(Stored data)
[START]
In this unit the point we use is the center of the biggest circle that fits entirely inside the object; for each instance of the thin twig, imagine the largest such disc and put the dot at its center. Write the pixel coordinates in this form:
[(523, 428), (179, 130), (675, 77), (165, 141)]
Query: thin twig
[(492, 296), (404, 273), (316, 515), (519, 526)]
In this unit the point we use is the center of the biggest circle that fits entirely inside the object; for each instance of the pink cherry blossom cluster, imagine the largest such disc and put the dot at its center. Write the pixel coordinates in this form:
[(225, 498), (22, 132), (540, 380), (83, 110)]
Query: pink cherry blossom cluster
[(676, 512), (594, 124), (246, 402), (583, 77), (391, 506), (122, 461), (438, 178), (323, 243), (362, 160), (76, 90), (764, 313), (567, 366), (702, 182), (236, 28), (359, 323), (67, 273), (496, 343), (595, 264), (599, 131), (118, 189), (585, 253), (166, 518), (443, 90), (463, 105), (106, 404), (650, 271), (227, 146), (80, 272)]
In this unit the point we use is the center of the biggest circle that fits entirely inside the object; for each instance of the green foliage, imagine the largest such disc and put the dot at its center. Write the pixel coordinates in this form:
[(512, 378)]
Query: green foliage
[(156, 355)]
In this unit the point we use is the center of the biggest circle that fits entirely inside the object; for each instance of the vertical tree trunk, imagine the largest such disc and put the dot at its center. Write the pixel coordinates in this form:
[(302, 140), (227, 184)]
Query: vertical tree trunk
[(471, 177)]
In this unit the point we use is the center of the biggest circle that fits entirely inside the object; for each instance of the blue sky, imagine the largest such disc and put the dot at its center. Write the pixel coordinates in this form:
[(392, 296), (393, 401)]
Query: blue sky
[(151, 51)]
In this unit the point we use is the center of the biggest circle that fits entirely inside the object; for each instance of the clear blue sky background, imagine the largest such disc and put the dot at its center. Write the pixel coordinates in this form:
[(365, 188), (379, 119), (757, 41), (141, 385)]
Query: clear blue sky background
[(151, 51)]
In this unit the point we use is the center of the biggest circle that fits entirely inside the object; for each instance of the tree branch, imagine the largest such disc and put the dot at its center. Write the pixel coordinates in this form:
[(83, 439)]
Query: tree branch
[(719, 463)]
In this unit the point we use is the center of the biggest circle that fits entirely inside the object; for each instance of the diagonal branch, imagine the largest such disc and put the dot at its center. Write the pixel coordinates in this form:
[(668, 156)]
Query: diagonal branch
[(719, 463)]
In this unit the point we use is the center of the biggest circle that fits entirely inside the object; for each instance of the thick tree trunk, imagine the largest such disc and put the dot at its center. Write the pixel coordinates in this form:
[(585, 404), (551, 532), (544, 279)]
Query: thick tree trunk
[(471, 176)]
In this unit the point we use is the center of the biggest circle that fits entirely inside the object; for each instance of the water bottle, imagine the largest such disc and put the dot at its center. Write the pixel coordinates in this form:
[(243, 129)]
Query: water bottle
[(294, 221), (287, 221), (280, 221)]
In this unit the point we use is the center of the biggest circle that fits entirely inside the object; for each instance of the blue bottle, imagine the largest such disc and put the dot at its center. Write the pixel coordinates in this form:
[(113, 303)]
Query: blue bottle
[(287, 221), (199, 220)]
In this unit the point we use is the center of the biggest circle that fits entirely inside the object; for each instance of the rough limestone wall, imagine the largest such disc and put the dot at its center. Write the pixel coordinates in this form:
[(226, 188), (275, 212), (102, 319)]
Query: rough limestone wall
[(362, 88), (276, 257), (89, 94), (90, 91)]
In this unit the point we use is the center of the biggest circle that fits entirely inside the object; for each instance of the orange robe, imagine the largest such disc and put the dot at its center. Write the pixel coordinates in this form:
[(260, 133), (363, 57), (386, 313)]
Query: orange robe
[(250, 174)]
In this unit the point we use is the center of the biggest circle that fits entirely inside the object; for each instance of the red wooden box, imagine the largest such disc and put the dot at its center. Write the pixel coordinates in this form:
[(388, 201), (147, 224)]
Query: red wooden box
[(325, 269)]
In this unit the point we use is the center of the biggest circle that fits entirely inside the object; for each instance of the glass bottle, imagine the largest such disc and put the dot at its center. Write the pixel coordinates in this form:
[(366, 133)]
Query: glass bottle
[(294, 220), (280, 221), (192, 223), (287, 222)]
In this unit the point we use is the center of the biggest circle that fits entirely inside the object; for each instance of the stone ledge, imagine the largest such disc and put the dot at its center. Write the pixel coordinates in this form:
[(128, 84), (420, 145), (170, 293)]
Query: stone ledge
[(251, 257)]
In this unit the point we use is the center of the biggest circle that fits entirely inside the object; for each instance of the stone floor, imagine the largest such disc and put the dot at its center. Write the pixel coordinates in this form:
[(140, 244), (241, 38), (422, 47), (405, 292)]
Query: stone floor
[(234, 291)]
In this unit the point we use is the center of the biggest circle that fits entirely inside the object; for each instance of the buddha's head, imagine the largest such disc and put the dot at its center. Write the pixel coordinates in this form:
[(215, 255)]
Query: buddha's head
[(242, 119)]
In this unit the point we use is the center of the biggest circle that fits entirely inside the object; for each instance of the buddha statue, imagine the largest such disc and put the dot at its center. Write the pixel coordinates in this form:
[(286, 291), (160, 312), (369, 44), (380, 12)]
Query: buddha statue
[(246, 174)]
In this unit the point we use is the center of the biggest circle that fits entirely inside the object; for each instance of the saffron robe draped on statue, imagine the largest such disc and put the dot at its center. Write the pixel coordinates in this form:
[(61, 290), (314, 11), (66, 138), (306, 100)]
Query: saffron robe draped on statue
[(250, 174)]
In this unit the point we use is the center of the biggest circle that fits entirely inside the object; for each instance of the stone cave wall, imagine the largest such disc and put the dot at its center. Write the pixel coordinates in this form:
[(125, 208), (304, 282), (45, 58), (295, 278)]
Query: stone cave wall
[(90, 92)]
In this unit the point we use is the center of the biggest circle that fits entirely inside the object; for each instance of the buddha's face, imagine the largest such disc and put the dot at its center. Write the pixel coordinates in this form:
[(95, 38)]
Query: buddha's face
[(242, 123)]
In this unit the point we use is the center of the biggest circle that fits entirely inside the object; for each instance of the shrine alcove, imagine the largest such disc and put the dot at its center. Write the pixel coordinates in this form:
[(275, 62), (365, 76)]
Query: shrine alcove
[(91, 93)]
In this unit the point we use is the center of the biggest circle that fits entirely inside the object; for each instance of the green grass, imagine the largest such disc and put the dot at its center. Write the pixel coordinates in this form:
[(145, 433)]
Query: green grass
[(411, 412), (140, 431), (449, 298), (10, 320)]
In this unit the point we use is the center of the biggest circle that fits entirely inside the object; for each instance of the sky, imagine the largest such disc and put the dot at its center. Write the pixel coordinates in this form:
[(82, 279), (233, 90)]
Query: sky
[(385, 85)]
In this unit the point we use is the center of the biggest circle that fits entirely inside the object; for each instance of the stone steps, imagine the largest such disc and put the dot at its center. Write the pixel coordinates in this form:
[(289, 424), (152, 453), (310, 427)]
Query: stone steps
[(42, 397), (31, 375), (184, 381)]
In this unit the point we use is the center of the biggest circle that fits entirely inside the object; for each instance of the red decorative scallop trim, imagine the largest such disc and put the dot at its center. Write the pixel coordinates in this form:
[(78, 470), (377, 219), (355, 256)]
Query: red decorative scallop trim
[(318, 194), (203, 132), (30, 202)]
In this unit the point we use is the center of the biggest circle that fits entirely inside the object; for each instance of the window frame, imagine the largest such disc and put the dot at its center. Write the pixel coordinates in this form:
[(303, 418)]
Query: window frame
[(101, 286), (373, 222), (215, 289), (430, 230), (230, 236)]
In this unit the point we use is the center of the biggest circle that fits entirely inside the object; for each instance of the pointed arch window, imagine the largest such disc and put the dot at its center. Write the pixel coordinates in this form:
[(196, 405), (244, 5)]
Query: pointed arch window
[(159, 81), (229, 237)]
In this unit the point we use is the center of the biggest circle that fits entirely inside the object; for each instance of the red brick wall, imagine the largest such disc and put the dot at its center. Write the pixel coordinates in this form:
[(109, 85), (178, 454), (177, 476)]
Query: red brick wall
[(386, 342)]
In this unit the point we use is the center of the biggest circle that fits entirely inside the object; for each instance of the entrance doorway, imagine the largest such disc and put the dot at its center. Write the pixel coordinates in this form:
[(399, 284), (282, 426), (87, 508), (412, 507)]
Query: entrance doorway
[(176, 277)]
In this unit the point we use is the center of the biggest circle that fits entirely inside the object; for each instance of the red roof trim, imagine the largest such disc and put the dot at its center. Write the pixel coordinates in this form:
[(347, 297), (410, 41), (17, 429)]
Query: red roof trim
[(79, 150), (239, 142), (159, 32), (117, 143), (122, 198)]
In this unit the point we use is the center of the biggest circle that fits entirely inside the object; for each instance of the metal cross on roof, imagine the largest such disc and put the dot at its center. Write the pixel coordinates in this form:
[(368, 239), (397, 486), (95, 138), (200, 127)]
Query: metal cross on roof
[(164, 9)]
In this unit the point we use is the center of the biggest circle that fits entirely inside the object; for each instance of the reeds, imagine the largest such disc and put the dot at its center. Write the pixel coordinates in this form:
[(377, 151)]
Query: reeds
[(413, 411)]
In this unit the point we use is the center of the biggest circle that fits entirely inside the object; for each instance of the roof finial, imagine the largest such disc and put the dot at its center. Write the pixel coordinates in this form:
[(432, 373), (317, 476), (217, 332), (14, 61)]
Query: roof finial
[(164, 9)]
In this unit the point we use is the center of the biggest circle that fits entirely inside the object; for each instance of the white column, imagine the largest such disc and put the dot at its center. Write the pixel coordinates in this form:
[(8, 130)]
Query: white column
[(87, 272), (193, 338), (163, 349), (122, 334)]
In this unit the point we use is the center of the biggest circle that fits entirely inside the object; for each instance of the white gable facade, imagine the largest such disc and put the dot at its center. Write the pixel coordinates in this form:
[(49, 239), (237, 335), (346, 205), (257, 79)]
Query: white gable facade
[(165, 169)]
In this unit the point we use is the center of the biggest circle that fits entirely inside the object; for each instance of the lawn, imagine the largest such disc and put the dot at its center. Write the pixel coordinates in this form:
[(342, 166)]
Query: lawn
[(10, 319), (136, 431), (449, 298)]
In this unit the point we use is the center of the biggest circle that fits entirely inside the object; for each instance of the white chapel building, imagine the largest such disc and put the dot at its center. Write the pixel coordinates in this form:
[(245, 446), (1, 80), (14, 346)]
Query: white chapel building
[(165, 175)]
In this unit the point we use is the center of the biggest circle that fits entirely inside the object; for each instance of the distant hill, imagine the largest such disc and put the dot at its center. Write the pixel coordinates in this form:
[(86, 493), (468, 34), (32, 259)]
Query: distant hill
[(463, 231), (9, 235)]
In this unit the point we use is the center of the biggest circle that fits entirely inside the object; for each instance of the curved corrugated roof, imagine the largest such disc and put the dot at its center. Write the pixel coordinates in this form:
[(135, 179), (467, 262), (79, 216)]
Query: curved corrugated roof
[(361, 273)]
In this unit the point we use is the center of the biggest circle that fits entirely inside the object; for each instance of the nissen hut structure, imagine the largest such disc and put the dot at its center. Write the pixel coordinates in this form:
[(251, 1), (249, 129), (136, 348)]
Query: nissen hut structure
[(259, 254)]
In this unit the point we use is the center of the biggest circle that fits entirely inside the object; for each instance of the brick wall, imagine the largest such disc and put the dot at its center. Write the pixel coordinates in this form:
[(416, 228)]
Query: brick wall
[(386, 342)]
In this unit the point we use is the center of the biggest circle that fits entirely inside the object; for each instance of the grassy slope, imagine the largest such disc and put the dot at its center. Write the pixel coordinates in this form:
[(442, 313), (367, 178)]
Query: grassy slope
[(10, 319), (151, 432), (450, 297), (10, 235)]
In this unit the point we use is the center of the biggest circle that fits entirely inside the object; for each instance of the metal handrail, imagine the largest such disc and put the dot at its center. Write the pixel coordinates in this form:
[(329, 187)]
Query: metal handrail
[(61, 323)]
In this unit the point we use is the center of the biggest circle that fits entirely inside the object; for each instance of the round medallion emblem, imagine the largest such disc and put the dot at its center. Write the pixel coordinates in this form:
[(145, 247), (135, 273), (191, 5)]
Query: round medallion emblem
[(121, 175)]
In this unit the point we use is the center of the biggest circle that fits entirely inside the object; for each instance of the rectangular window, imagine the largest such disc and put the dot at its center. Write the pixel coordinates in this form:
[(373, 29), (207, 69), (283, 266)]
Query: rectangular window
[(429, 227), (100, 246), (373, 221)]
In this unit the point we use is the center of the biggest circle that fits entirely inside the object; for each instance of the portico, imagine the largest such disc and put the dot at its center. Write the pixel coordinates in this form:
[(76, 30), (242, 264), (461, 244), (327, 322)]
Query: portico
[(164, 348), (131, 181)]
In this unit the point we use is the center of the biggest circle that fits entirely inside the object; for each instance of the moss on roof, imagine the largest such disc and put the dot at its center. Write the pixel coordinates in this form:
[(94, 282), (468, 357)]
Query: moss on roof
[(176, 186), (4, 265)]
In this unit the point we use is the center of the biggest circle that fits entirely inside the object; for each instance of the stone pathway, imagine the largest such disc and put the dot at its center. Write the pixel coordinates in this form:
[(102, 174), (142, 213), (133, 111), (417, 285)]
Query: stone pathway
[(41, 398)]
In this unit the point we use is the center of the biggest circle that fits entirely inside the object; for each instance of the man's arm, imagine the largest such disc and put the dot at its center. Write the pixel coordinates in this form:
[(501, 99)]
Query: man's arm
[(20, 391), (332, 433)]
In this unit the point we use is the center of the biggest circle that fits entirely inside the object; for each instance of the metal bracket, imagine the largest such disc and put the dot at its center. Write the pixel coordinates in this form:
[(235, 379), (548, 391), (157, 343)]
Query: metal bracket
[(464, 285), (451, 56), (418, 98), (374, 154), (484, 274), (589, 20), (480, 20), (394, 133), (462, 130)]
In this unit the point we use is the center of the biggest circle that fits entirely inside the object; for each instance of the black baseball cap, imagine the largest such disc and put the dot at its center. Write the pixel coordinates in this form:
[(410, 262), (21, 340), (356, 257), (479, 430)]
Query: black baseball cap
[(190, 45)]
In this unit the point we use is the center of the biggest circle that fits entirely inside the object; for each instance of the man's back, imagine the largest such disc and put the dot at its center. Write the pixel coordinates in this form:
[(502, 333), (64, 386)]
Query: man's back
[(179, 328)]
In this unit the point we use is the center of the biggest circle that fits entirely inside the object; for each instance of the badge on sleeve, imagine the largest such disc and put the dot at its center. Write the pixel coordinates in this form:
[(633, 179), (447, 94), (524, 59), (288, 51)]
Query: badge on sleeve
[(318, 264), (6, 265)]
[END]
▶ **SHORT EXERCISE**: Lay out the lines of the stored data as a JSON list of strings, one string per line, with blank lines left out. Start at the beginning of the stored data and end at the line containing "[(492, 296), (404, 273), (316, 515), (519, 526)]", including both ends.

▶ **RESULT**:
[
  "In this unit the point we use is the center of the biggest circle that fits entirely inside the object; for each instance of the thin twig, imagine the largest such disc and put the dot at its center. Write the pixel coordinates in this form:",
  "[(523, 428), (179, 130), (675, 77), (165, 141)]",
  "Query: thin twig",
  "[(492, 296), (404, 273), (316, 515), (519, 526)]"
]